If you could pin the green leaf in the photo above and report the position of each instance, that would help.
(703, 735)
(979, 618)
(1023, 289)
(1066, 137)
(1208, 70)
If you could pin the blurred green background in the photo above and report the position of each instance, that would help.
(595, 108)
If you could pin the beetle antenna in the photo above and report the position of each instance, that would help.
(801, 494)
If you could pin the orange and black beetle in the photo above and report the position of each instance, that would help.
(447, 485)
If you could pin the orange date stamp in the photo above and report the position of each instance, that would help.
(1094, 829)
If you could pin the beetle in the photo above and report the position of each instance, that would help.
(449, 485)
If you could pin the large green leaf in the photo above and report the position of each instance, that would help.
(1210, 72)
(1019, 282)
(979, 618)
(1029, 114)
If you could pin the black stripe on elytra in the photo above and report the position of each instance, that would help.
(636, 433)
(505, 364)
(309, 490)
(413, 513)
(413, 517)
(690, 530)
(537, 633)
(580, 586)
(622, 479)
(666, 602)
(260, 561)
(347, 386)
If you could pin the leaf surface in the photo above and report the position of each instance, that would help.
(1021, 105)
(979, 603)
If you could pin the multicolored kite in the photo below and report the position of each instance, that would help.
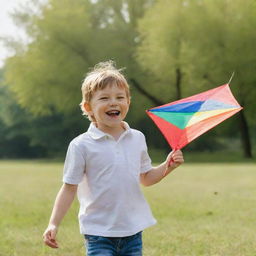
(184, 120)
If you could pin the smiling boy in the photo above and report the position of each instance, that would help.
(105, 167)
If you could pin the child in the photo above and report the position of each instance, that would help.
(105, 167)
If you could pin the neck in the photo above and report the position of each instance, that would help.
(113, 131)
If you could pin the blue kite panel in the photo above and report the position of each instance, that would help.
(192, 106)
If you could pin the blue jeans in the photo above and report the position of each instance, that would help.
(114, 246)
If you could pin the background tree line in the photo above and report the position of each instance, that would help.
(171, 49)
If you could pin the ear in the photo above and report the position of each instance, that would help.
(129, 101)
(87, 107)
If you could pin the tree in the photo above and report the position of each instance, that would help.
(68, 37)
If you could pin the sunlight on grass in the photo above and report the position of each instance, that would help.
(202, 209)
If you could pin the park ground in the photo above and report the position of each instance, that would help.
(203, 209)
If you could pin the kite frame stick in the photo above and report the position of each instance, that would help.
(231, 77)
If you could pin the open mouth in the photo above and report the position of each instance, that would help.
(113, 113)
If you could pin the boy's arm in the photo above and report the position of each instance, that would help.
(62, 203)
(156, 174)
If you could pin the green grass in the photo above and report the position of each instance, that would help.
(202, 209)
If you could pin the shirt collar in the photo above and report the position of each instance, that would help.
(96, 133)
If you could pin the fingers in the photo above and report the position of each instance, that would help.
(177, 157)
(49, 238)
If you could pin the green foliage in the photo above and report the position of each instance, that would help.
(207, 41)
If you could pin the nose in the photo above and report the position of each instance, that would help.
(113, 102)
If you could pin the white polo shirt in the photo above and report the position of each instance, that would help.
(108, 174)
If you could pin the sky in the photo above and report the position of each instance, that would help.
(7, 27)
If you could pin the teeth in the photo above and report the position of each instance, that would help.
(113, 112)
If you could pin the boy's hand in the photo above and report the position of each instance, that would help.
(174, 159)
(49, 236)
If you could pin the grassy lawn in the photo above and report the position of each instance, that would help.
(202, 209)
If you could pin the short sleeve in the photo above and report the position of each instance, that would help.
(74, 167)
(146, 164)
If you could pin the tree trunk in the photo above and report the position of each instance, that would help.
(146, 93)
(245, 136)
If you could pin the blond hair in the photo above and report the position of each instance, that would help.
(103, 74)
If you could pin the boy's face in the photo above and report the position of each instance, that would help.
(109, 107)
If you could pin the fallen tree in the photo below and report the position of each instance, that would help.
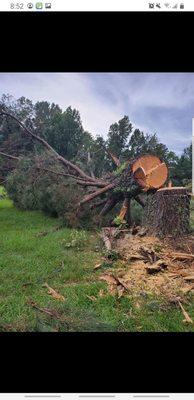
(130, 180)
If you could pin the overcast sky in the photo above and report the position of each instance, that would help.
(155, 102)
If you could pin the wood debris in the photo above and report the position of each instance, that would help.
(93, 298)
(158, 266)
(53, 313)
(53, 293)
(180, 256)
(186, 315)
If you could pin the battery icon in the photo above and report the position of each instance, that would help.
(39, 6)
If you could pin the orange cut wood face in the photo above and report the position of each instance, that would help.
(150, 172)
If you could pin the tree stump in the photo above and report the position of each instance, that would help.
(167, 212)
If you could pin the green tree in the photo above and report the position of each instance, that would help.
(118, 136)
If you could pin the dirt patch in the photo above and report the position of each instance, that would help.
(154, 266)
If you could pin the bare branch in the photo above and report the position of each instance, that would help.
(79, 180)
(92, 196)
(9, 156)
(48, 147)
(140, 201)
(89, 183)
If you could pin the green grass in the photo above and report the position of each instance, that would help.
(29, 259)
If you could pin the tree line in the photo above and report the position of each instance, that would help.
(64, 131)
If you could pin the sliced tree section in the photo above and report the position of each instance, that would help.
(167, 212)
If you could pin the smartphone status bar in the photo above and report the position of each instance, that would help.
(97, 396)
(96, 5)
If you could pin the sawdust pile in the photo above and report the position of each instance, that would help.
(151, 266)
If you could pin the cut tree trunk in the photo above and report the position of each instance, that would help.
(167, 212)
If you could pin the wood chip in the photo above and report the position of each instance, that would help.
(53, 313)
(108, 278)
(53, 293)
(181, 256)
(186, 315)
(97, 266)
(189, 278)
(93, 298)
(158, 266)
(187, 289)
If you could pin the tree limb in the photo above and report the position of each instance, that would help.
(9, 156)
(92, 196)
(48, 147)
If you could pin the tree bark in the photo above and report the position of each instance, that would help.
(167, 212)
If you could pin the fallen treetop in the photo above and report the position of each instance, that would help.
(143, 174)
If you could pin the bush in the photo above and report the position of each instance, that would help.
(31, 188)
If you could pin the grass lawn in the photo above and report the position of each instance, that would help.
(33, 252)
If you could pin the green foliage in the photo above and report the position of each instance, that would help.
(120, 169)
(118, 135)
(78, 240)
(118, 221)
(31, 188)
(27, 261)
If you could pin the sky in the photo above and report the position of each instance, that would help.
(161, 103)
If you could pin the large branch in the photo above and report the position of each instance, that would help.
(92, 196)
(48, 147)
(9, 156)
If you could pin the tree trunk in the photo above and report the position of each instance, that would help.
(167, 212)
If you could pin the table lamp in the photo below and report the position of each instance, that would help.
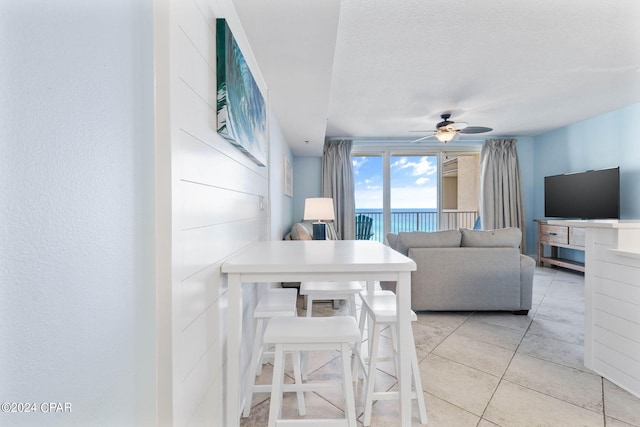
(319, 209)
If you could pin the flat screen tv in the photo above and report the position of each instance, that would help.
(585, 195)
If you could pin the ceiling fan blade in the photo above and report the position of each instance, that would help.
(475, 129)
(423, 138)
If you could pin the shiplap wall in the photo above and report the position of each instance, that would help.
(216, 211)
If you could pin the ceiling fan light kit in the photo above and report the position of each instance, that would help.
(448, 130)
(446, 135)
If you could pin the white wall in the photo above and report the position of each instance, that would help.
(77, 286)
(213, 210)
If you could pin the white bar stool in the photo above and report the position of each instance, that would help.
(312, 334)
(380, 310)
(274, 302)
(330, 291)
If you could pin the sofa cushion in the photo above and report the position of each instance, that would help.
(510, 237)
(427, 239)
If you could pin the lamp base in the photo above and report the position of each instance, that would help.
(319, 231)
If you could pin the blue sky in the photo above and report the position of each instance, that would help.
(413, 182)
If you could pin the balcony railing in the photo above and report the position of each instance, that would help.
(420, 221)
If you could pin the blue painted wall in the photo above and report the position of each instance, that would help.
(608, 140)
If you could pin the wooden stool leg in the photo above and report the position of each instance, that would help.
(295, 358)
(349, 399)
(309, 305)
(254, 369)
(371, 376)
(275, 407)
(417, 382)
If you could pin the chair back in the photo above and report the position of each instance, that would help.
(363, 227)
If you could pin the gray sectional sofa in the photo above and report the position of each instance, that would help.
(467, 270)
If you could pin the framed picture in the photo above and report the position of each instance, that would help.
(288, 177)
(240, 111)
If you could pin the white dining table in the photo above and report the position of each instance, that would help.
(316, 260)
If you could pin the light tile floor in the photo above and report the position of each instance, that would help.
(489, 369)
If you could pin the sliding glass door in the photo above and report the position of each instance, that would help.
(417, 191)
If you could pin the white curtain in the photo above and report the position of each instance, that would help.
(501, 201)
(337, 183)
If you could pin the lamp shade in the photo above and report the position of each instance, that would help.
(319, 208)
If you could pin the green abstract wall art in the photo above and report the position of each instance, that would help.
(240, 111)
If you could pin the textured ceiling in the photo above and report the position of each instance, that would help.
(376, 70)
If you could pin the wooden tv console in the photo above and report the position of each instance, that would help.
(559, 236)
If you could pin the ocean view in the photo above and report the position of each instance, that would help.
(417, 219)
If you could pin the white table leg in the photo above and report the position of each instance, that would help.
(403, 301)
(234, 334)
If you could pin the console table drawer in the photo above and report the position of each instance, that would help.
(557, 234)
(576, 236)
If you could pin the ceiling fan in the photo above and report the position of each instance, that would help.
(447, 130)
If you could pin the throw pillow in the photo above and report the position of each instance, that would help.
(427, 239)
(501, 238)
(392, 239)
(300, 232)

#### Description of the task
Output exactly the lines above, from the one holding "If you could pin the white table" through the end of the data, including the first and last.

#### Solution to the exercise
If you could pin the white table leg in the photo above and report the position of each instance, that would help.
(403, 301)
(234, 334)
If you could pin the console table drawer in the photo above and report the position of each instance, that would help.
(557, 234)
(576, 236)
If you could pin the ceiling fan in the photo above and report the position of each instance, that would help.
(447, 130)
If you could pin the throw pillow in the photo above and report the position of each instance, that would help.
(427, 239)
(501, 238)
(392, 239)
(300, 232)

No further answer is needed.